Using the entries below, copy out all lines where "white" is found.

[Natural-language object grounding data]
....................
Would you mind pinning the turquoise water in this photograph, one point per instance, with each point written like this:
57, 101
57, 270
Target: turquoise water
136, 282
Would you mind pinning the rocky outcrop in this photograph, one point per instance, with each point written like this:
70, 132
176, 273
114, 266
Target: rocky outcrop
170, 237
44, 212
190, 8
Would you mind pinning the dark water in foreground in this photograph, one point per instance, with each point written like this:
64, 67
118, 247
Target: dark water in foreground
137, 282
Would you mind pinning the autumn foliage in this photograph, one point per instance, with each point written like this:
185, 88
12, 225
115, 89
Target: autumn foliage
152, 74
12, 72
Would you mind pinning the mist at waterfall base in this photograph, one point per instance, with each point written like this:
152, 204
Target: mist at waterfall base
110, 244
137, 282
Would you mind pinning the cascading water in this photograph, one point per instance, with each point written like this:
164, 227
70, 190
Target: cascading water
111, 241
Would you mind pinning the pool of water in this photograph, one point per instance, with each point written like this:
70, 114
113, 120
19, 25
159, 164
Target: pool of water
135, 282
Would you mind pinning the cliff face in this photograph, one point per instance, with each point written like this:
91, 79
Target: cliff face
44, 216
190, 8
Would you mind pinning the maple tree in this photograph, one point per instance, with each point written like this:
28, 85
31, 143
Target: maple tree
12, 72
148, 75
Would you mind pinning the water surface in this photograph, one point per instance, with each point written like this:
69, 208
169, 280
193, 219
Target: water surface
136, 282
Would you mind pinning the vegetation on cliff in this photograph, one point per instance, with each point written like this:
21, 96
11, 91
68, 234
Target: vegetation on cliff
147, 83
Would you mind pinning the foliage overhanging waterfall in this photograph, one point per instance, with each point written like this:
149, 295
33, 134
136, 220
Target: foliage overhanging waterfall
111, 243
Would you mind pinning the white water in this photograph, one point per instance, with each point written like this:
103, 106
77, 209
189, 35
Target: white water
....................
[Exercise output]
Would you mind pinning the white water in this photograph, one point per instance, with each point written like this:
Target: white water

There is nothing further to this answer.